> [Input records]
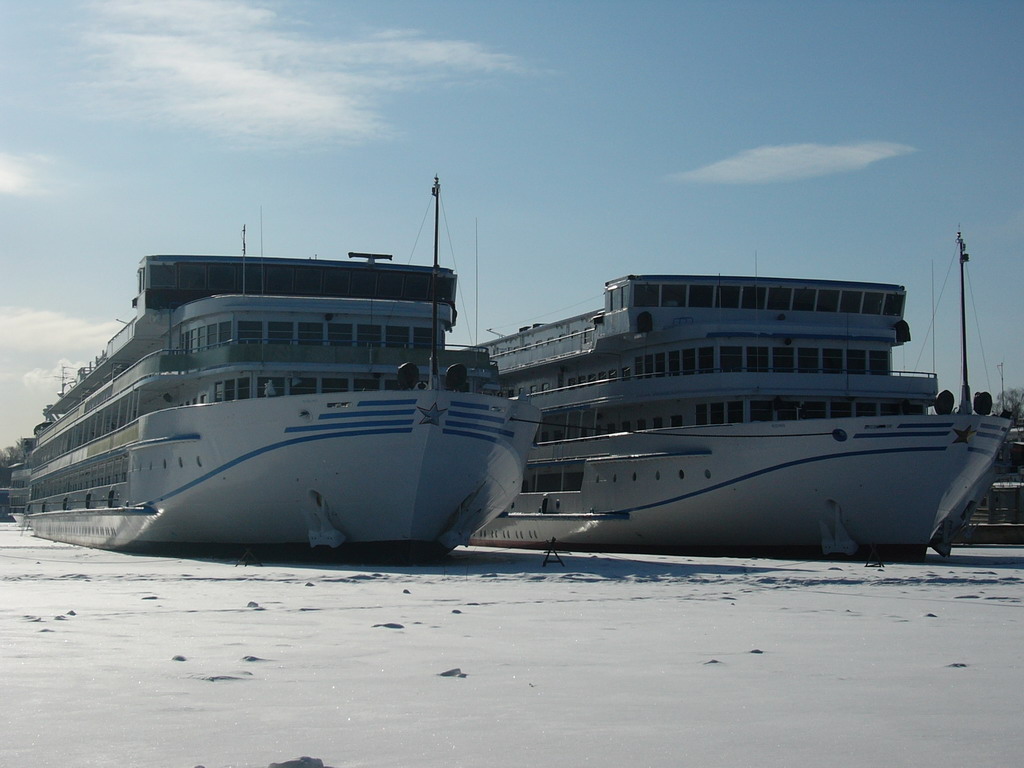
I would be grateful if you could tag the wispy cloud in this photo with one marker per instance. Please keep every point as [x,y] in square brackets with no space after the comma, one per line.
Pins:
[791,162]
[22,175]
[42,333]
[239,70]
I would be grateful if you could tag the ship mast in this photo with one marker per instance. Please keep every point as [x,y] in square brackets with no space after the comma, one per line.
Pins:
[434,379]
[965,407]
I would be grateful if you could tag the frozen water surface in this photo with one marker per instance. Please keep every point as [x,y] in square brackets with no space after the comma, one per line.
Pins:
[493,658]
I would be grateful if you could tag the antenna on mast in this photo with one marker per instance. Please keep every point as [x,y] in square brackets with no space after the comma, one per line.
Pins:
[243,259]
[434,378]
[966,388]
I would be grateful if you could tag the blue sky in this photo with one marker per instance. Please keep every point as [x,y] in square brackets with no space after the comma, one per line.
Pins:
[576,141]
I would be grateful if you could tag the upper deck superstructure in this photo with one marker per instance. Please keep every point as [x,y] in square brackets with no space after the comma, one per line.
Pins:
[707,412]
[678,350]
[270,400]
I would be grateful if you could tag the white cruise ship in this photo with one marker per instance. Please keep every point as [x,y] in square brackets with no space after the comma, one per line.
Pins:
[281,402]
[711,414]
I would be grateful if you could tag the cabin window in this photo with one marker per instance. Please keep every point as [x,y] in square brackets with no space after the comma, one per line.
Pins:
[334,385]
[308,281]
[673,295]
[856,360]
[279,280]
[417,287]
[761,411]
[754,297]
[701,296]
[250,332]
[894,304]
[757,359]
[872,303]
[689,361]
[310,333]
[645,295]
[269,386]
[303,386]
[717,413]
[421,337]
[832,360]
[827,300]
[879,361]
[368,335]
[803,300]
[339,334]
[728,297]
[782,359]
[279,333]
[842,409]
[336,283]
[389,286]
[850,301]
[162,275]
[731,358]
[253,278]
[706,359]
[779,298]
[364,284]
[785,411]
[813,410]
[192,276]
[396,336]
[807,359]
[221,276]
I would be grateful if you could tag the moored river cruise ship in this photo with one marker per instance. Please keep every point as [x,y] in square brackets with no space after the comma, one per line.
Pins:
[302,404]
[718,414]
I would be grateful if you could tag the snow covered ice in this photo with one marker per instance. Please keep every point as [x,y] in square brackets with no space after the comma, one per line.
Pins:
[491,658]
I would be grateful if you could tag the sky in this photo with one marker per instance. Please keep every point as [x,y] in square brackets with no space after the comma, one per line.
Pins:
[492,658]
[576,142]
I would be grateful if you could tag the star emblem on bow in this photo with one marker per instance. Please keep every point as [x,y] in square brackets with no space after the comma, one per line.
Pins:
[431,415]
[965,435]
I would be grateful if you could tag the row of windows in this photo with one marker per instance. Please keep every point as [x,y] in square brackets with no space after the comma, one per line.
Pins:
[780,359]
[784,359]
[279,386]
[283,332]
[775,298]
[729,412]
[102,473]
[308,280]
[104,421]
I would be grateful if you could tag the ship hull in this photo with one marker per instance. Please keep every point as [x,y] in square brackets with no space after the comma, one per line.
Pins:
[891,485]
[359,474]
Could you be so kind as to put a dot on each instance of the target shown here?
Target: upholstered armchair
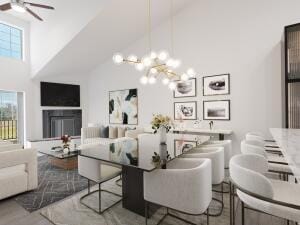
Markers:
(273, 197)
(184, 186)
(18, 171)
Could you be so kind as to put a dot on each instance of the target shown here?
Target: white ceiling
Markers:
(45, 14)
(116, 26)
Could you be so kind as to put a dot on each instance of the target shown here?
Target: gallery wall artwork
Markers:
(123, 107)
(216, 110)
(216, 85)
(185, 110)
(181, 146)
(185, 88)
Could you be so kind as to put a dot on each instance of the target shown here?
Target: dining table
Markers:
(139, 156)
(288, 141)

> [Request] Copy out each line exactly, without the pictures.

> [Answer for this exercise]
I would be grateful if you could tag the wispy cloud in this photo with one marker per instance. Please keep every point as [x,y] in square brackets with no space after the comma, one per line.
Pins:
[791,162]
[22,175]
[42,333]
[239,70]
I would be grateful if you could tag the ship mast in this photo with one marker per instance. Please keep every point as [x,y] in square brackets with no space after the comma, one per line.
Pins:
[434,379]
[965,407]
I would be grateful if you could tag the frozen water surface in this photo with one marker per instance. Please keep every point as [x,y] in square brackets with no space after the comma, one per line.
Pins:
[493,658]
I would be grateful if you could tag the antenna on mast in this photo with one marker per instance. Please keep every point as [x,y] in square brackets with no space after the comma, one per line.
Pins:
[243,259]
[434,378]
[966,388]
I would be grateful if you could tag the blue sky in this photo with one marker per instance. Please keep every point as [x,y] in square brackets with no space after the comma, one per line.
Pins:
[576,141]
I would be grateful if you could tag the upper deck superstructure in this photo with one marker per instance. Please keep every point as [x,y] in square brackets with no space after the comma, one per line.
Pins:
[707,412]
[678,350]
[270,400]
I would be grateful if you could tag the white cruise ship in this photo with one marker per instance. Please keep every point as [x,y] in square brackets with no space after the comma, one per line.
Pins:
[281,402]
[711,414]
I would be grateful if you could tag the cabin window in this photo with one marker per instance. Please keep every point as [x,y] in square brackets with no space after the comma, one per line.
Pins:
[334,385]
[308,281]
[673,295]
[856,360]
[279,280]
[417,287]
[761,411]
[754,297]
[701,296]
[250,332]
[894,304]
[757,359]
[872,303]
[689,361]
[310,333]
[645,295]
[269,386]
[303,386]
[717,413]
[421,337]
[832,360]
[827,300]
[879,361]
[368,335]
[803,300]
[339,334]
[728,297]
[782,359]
[279,333]
[842,409]
[336,283]
[389,286]
[850,301]
[162,275]
[731,358]
[253,278]
[706,359]
[779,298]
[364,284]
[785,411]
[813,410]
[192,276]
[396,336]
[807,359]
[221,276]
I would be grateful if you could tag the moored river cruise ship in this photo with one marker per instance. Please keep every point as [x,y] in square brackets with no space after the comma, one per line.
Pins:
[302,404]
[718,414]
I would be grateful if you could tag the snow covered ice in this photo with one marker per instance. Please keep every point as [x,y] in square brackets with no space after the comma, one per line.
Pins:
[491,658]
I would be grateful if you could tag the sky in this photo with one marker per instance. Please keep every point as [x,y] in square brackets with no space after the comma, one per line.
Pins:
[492,658]
[576,142]
I would be grateful if you could tag the star emblem on bow in this photo with one marker per instance. Please keep every point as [x,y] in square brackets with no space after the comma, one per line.
Pins:
[431,415]
[965,435]
I would be grateful if you could tag the row of windows in this photo with one marker per instance. Please keep every point as [x,y] in square brackets with no space after the comma, one per line.
Pins:
[780,359]
[784,359]
[279,386]
[283,332]
[775,298]
[729,412]
[102,473]
[308,280]
[104,421]
I would be grateful if you could tag the ship hull in this photo with one marker per instance. Please keep every point as [x,y] in square brackets with no space after the comma, one per line.
Pins:
[891,485]
[359,474]
Could you be so kind as to put a dot on each instance of the target shown here?
Target: upholstered armchair
Markers:
(273, 197)
(184, 186)
(18, 171)
Could you be so kind as to put a dot on each instance of the target shown here?
Target: white ceiling
Markers:
(45, 14)
(116, 26)
Could you be so kind as to put a dot on each instance of the target shown here?
Target: gallery wall artwork
Markers:
(123, 107)
(216, 110)
(216, 85)
(185, 110)
(181, 146)
(185, 88)
Could you be so kind as to put a dot on each instance of the target shown here?
Target: dining table
Markers:
(139, 156)
(288, 141)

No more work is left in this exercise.